# WHAT YOU NEED TO DO
Please continue the forum thread below about the Panama Limited and other Chicago–New Orleans trains, picking up right after its last sentence.

# EXCERPT PROVIDED
There was a point in the late 70's that the train was actually coaches only for a while. I believe that it did have a dinette, but NO SLEEPER! And this was while it was still being called the Panama Limited. What an insult to a train that spent many years as a premier all Pullman train.

The current schedule at 19h35m southbound and 19h15m northbound is also an embarrasment to a line that once fielded two 16.5 hour trains between Chicago and New Orleans. Not only could these trains make the schedule, they could make up some time on it on occasion. Of course they were running a few mph over the speed limit when they did.

About the best thing that can be said for it is that it is faster than the Louisiane, but not by much. (The Louisiane was the secondary through train which ran overnight between Chicago and Memphis and daylight to New Orleans. It took 12 hour north of Memphis and about 8 to 9 hours between there and New Orleans.

The current route between Memphis and Jackson MS through Greenwood and Yazoo City was always the freight route while the passenger trains went through Grenada and Canton MS. The Grenada district was straighter but hillier and had been given little in the way of new material over the last 50 years, so in the constant search of the IC to make do with less, they added signal to the Yazoo District so they could give it a maximum 79 mph speed limit (it got welded rail in the early 80's) and moved Amtrak over. It is about 6 miles longer and has a few more curves, but except for climbing out of the Delta around Yazoo City is almost dead flat. To their credit, they did more to keep the train moving relatively fast than some of the other companies that have closed certain lines.

The single tracking was done in the mid 80's when the company was sold. The new buyer pulled up the second main Chicago to Cairo IL, Fulton KY ot Memphis, and Jackson MS to Hammond LA to sell the material to cover part of his purchase price. This is not a rumor. This is what was publically stated and carried in the trade press. Part of the St. Louis light rail system is running on some of this rail. At the time they did this, they also shut down the ATS that permitted them to run 90 mph is parts of Illinois. Speed on this part had already been dropped from the 100 mph limit that it had in the 50's and early 60's.

(Cairo to Fulton had never been fully double and what was had been singled in the early 60's. Hammond LA south was also singled in the 50's or early 60's. Memphis to Jackson MS via Grenada always was single.)

George


----------



## Bill Haithcoat (Apr 13, 2007)

Two of my choicest oldie-goldie memories are of the trains described above. The Panama Limited, overnight CHI to NOL and the City of New Orleans, oriignally a fast daytime train. This was when my sister lived in Memphis, late 50's or early 60's. I had not traveled much at that time.

# MATERIAL
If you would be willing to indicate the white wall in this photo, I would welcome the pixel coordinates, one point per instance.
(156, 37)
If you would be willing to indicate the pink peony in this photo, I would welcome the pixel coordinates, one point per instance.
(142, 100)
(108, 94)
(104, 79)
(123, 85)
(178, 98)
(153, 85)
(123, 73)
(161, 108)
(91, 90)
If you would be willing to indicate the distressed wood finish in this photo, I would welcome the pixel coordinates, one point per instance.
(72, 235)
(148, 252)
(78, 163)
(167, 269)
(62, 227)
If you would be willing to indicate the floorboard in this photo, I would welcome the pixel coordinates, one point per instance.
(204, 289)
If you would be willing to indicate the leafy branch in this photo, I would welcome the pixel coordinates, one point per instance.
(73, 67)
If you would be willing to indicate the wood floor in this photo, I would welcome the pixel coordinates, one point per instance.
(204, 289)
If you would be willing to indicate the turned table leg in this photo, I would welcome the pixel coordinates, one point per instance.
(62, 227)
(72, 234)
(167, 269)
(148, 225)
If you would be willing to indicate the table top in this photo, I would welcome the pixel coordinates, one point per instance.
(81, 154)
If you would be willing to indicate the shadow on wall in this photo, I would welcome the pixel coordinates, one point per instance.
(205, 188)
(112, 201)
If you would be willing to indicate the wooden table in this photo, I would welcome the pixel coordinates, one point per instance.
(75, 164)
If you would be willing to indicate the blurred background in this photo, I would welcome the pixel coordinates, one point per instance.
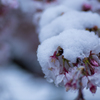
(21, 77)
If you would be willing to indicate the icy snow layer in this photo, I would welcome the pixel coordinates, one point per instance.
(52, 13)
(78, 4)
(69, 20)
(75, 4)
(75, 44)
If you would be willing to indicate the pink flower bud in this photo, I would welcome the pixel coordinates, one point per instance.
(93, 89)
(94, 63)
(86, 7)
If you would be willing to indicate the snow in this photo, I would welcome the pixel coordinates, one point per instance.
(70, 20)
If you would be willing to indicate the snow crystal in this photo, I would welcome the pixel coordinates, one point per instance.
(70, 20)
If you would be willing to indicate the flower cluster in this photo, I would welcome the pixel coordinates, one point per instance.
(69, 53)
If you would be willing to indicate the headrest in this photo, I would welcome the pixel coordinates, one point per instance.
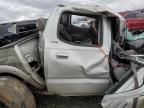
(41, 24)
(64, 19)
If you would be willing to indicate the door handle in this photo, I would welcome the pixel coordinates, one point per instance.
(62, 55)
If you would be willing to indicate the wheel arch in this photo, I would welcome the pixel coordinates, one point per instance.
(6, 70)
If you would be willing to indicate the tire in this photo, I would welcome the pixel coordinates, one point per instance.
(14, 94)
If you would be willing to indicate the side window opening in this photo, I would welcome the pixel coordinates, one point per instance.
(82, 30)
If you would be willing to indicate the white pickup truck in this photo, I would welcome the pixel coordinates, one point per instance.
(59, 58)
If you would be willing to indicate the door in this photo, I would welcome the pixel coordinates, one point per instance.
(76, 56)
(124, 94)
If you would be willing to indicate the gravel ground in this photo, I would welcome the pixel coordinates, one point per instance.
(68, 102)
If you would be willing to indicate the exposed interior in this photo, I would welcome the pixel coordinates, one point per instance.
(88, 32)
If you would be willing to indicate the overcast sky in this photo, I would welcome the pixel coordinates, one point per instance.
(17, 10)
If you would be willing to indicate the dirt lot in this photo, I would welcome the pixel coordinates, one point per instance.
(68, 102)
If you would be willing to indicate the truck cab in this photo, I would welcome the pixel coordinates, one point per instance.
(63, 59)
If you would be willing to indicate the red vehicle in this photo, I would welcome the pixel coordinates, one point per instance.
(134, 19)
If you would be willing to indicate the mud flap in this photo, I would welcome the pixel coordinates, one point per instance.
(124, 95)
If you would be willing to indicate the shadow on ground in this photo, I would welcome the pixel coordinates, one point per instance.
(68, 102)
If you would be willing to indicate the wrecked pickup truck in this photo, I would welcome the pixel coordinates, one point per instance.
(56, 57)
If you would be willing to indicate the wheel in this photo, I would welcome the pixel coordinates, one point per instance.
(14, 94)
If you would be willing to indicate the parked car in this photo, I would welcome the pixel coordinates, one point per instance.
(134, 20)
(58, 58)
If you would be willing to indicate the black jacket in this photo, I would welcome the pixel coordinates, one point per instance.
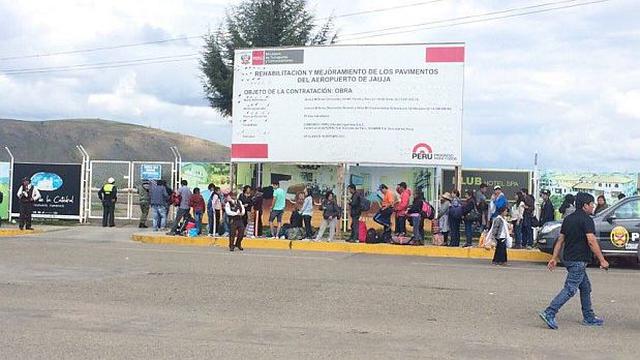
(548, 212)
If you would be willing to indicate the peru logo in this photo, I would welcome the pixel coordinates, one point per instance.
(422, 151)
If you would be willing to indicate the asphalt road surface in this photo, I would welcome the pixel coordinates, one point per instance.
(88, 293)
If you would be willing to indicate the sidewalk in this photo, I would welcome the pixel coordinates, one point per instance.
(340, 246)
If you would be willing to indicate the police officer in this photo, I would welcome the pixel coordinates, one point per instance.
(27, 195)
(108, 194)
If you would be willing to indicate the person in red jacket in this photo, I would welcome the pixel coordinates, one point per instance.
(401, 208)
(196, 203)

# EXERCISE OUTPUT
The first time I saw the City of NOL(pre-Amtrak, day train) was standing at that park in downtown Memphis overlooking the water. I was expecting its original seven car consist, so typical of many early streamliners. The train did not have reserved coach seats, thus the timetable did not list the number of coaches(with the number of seats in them). To my surprise it had about 21 beautiful brown and orange matching cars. Probably at the height of the summer season. Quite a scene!

Then at midnight my parents and sister took me to the station to see the northbound Panama Limited. By that time it had leased a Northern Pacific dome-sleeper(re-painted ini Illinois Central colors). It was my first time to see a dome. (but not to ride--that was to be on theTexas Eagle later). The porter(as they were called then) allowed me to go inside into the dome and look around. I remember waving at daddy outside. The Panama Liimtied at that time had a parlor car removed in Memphis, which had come up from NOL. At the same time, they added two or three set-out sleepers, to go MEM to CHI. And all of this with a rounded end observation car at the rear, which had to be factored into all the switching. AND---they accomplished all of this with only a ten minute dwell time at the station as I recall. Quite a feat--and they did it every night.


----------



## Guest_had8ley_* (Apr 14, 2007)

George Harris said:


> had8ley:
> There was a point in the late 70's that the train was actually coaches only for a while. I believe that it did have a dinette, but NO SLEEPER! And this was while it was still being called the Panama Limited. What an insult to a train that spent many years as a premier all Pullman train.
> 
> The current schedule at 19h35m southbound and 19h15m northbound is also an embarrasment to a line that once fielded two 16.5 hour trains between Chicago and New Orleans. Not only could these trains make the schedule, they could make up some time on it on occasion. Of course they were running a few mph over the speed limit when they did.
> ...


A great analogy George. My fondest memories are the twin unit diner on the Panama and the dome cars when Amtrak took over and added them when they were still running 10 and 6's. The dinette was nothing to write home about~ almost parallels the Cardinal eating disasters that others have posted. The Louisiane was what we called a "Goat" train~ garbage of all terminals. Not only could it be called a main line local but it carried more mail and express cars than it did passenger cars. I don't remember no sleepers on the City but this train has experienced every experiment that Amtrak has ever dreamt up; not the least was last year's dismal entrance of diner lite or SDS or whatever the passengers wanted to call it. I never heard anyone come out of the diner chuckling about how good the food was then. Things sure have changed for the better. Maybe this forum had a small part in twisting Amtrak's arm in changing a dismal experiment.


----------



## Guest (Apr 14, 2007)

George Harris said:


> had8ley:
> , but NO SLEEPER! And this was while it was still being called the Panama Limited. What an insult to a train that spent many years as a premier all Pullman train.


George;

Not to add insult to injury but wasn't the City one of the first, if not the very first, to start selling revenue space in the transistion sleeper when the other one was sold out ?


----------



## AlanB (Apr 14, 2007)

Guest said:


> George Harris said:
> 
> 
> > had8ley:
> ...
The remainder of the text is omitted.